Reproduce every item below verbatim, line by line, and omit the images from your output.

── Listed entries

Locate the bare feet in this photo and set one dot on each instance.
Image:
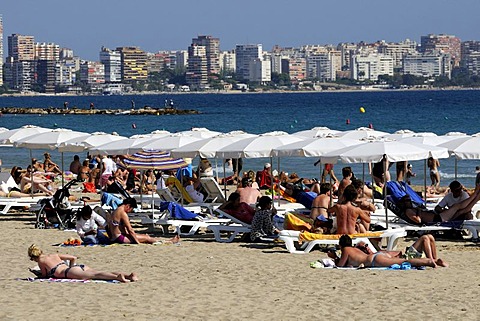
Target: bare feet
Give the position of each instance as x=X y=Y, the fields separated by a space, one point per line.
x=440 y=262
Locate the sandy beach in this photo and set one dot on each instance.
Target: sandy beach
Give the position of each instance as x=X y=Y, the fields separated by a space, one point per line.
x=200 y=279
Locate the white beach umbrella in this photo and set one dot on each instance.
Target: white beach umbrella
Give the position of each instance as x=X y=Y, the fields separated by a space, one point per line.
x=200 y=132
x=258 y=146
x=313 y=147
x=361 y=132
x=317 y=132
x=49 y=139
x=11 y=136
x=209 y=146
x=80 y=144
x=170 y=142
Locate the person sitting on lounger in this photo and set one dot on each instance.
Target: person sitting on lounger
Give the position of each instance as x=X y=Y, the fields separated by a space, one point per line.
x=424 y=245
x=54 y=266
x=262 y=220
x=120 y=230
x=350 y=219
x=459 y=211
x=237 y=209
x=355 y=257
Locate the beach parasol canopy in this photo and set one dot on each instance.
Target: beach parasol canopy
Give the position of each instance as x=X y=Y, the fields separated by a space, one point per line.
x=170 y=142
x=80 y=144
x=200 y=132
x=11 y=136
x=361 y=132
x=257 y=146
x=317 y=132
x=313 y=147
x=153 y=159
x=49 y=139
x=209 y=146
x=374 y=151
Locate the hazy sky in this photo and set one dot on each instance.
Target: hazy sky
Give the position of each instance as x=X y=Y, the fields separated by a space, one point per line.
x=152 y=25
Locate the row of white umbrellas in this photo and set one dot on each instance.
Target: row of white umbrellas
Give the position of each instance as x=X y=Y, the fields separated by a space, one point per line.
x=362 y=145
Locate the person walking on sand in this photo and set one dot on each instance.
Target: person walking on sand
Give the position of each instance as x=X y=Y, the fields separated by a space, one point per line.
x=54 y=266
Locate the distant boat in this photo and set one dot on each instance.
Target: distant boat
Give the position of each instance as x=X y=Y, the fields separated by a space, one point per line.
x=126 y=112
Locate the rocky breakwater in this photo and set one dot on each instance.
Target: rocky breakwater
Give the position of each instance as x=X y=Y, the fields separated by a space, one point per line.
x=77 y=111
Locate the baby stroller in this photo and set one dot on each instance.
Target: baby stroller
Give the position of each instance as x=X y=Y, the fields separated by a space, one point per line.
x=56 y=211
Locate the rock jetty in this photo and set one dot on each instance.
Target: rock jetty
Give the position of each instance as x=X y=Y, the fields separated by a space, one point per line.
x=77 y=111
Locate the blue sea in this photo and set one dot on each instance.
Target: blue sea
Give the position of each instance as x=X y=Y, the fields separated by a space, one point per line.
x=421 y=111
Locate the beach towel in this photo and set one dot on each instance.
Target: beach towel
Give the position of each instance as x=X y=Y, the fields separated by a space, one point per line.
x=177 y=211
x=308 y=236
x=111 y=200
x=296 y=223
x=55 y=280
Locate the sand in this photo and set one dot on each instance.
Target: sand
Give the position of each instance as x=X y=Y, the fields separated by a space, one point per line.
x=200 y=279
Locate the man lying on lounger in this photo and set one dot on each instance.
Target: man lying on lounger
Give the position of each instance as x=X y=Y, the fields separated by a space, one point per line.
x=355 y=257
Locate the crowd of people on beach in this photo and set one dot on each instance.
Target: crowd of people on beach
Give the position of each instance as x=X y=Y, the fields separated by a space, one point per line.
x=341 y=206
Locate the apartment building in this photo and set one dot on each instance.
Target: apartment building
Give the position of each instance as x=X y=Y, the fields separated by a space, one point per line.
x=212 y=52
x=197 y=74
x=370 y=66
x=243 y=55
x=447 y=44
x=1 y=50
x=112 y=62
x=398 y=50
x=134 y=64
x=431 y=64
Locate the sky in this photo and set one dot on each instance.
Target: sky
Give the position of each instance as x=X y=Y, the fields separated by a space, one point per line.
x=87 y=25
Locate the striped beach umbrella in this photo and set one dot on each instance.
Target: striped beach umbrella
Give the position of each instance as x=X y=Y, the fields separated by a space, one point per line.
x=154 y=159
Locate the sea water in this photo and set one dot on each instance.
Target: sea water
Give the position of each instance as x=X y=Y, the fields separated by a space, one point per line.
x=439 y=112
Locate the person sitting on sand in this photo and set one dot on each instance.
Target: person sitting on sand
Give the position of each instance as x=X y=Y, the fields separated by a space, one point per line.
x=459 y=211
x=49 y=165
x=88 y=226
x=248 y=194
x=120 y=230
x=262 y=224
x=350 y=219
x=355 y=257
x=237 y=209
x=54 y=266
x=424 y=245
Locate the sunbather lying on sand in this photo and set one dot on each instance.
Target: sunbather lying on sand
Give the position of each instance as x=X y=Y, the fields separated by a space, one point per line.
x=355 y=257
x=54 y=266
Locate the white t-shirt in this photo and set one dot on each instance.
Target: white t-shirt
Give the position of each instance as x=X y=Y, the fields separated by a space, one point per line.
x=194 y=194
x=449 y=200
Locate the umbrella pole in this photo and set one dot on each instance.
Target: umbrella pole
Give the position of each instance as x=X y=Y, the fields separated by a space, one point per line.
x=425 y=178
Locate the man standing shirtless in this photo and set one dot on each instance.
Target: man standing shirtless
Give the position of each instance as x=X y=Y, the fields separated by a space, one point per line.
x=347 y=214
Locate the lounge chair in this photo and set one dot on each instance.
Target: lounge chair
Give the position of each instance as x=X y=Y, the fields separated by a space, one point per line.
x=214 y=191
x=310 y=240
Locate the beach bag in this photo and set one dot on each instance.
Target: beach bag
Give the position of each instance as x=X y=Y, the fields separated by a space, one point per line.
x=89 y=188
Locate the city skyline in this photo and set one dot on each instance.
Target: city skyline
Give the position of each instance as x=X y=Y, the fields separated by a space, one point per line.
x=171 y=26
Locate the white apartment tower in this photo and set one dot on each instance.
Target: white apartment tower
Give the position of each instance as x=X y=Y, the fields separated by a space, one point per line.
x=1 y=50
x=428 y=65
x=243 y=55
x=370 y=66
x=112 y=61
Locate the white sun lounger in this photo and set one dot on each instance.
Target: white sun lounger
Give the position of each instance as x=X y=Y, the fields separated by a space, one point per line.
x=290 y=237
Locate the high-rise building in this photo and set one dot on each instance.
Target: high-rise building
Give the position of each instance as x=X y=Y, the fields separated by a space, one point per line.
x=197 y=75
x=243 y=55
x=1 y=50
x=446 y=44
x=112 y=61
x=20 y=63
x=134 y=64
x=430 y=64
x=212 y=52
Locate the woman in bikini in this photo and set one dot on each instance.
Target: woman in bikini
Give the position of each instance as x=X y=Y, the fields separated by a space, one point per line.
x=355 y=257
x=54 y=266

────

— The response —
Locate the bare feet in this photo and set one dot on each instance.
Image:
Target: bare feet
Give the position of each instance as x=X y=Y, the fields separated by a space, one point per line.
x=440 y=262
Locate the sandy beach in this photo and set one dot on each instance.
Target: sandy beach
Give the position of each instance as x=X y=Y, the fields separated by a space, one point per line.
x=200 y=279
Locate the white beach umbrella in this photo and set one dot on each instance.
Target: white beach umbrella
Give the position of each instance as x=X y=Y, the fields separated by a space, one point per line.
x=200 y=132
x=258 y=146
x=313 y=147
x=361 y=132
x=317 y=132
x=49 y=139
x=11 y=136
x=209 y=146
x=80 y=144
x=170 y=142
Locate the person sitting on lounger in this photo and set one dot on each instance.
Target: person sitting on lounger
Give the position of each instance as x=X y=Y, the fields separated by a space, one point per line.
x=424 y=245
x=54 y=266
x=262 y=220
x=120 y=230
x=350 y=219
x=459 y=211
x=237 y=209
x=355 y=257
Locate the beach parasol canopy in this photo and set one dot on each instance.
Target: beach parasol canopy
Give the position of each instance as x=X y=Y, the fields separated by a space, one point per line.
x=170 y=142
x=80 y=144
x=200 y=132
x=11 y=136
x=361 y=132
x=257 y=146
x=317 y=132
x=313 y=147
x=153 y=159
x=49 y=139
x=209 y=146
x=374 y=151
Locate the hazy sky in this photo and set one dot on each instance.
Target: hazy sky
Give the position of each instance as x=X y=Y, the fields separated by a space, one point per line.
x=152 y=25
Locate the row of white umbrellas in this photo and set one dot on each instance.
Target: row of white umbrellas
Give the position of each instance as x=X y=Y, the fields separated by a space, one point per line.
x=362 y=145
Locate the person walking on sand in this photo and set one dot on each instance.
Target: person walking on sand
Give the position of each instance as x=X y=Y, the fields separated by a space, one point per line.
x=54 y=266
Locate the distant boat in this photo and set one dot on each instance.
Target: distant boat
Give the position of each instance as x=X y=Y, the fields separated by a space, one point per line.
x=126 y=112
Locate the rocky breakwater in this photo and set one dot on each instance.
Target: rocky breakwater
Give the position of each instance as x=X y=Y, the fields separated by a space, one point per line.
x=77 y=111
Locate the baby stroller in this photo and set one dot on each instance.
Target: baby stroller
Give the position of each instance as x=X y=Y, the fields separated by a space, one point per line.
x=56 y=211
Locate the rock jetty in this photo and set one dot on each instance.
Target: rock jetty
Give the position of each instance as x=X y=Y, the fields separated by a space, one point per line.
x=77 y=111
Locate the blue sea in this photo and set one dot on each instance.
Target: blue sea
Give the position of each instance as x=X y=Y, the fields separated by a space, one point per line.
x=421 y=111
Locate the beach towel in this photo and set one dot on each instance.
Target: beach towel
Give the position of each instance as x=X y=Y, the fields separated by a space, one point per line.
x=177 y=211
x=308 y=236
x=111 y=200
x=296 y=223
x=55 y=280
Locate the sand in this photo and set one dot on each instance.
Target: sand
Give the position of each instance as x=X y=Y, the fields separated by a space, one point per line.
x=200 y=279
Locate the man lying on lounger in this photo and set one dot on each instance.
Target: man lying on lounger
Give the position of each instance as x=X y=Y, the fields separated by a space, one point per line.
x=355 y=257
Locate the crowd of people on beach in this photo and set one dot on each instance.
Target: crowd of people on beach
Give the position of each instance as x=X y=Y, the fields separated by a space, one point per line.
x=341 y=206
Locate the apartment building in this photo and set one dot on each instance.
Target: apartment building
Give the position of each instance as x=X y=Y, the fields separated by a space, one point per line.
x=212 y=52
x=197 y=74
x=370 y=66
x=243 y=55
x=447 y=44
x=1 y=50
x=112 y=62
x=398 y=50
x=134 y=64
x=431 y=64
Locate the sky in this photo and set one dot on each instance.
Target: sky
Give the position of each instance as x=X y=Y, the fields separated by a space, one point per line.
x=87 y=25
Locate the striped beach umbrella in this photo and set one dot on each instance.
Target: striped beach umbrella
Give the position of each instance as x=X y=Y, the fields separated by a space, one point per line.
x=154 y=159
Locate the sea water in this photo and set one dot on each instance.
Target: sea water
Give the position of each instance as x=X y=Y, the fields separated by a space, one point per line.
x=439 y=112
Locate the person sitting on sand in this photo and set one dot on each instance.
Target: person sitting on sand
Give the position of each instance as x=X y=Y, the fields separated by a space, one point per line.
x=459 y=211
x=49 y=165
x=88 y=226
x=248 y=194
x=120 y=230
x=262 y=224
x=350 y=219
x=355 y=257
x=237 y=209
x=54 y=266
x=424 y=245
Locate the sunbather lying on sand in this photo and set one dot on each instance.
Target: sunbather lying on sand
Give the position of each instance as x=X y=Y, the fields separated by a space, one point per line.
x=355 y=257
x=54 y=266
Locate the white t-shirt in this photo and set one dot on each instance.
Target: white t-shirt
Give the position of each instance as x=X y=Y, the fields separated by a space, one point per line.
x=194 y=194
x=449 y=200
Locate the umbrella pole in this photo and set one dot on each instance.
Target: umbrella pole
Give the position of each instance as x=X y=Y, the fields separated by a space, one point per line.
x=425 y=178
Locate the man standing shirtless in this photo and set one dot on each instance.
Target: man standing shirtless
Give the position of each instance as x=X y=Y, the fields separated by a space, one point per line.
x=347 y=214
Locate the lounge chair in this photo and set one dot on each instance.
Target: lounge chair
Give the position of each instance as x=X y=Y, the fields separated by a space, one point per line.
x=214 y=191
x=310 y=240
Locate the beach bag in this photo and set one dot on each instance.
Target: beach bag
Give the position of each instance as x=X y=Y, the fields separated by a space, one point per line.
x=89 y=188
Locate the city skyline in this photo and set one dot on each instance.
Target: city skyline
Give the position of each instance as x=X y=Y, the fields separated by a space, one point per line.
x=171 y=26
Locate the white apartment tower in this photo and set one dot on each instance.
Target: white apartment tower
Give the position of each instance as x=X y=Y, the fields separated by a space, one point per line.
x=1 y=50
x=428 y=65
x=243 y=55
x=370 y=66
x=112 y=61
Locate the white sun lounger in this photo and set one dot on each instance.
Target: white sun lounger
Give the position of each instance as x=X y=Y, the fields separated by a space, one point per line.
x=290 y=237
Locate the high-rise building in this photo and set one dot on each instance.
Target: high-rise building
Give the position of each instance as x=X y=Y, the fields separated by a space, one point per line.
x=197 y=75
x=243 y=55
x=1 y=50
x=446 y=44
x=112 y=61
x=20 y=63
x=134 y=64
x=430 y=64
x=212 y=52
Locate the woman in bikini in this photo and set one dot on each instance.
Target: woman in bikini
Give the position of each instance as x=X y=Y, the fields separated by a space, one point per line.
x=355 y=257
x=54 y=266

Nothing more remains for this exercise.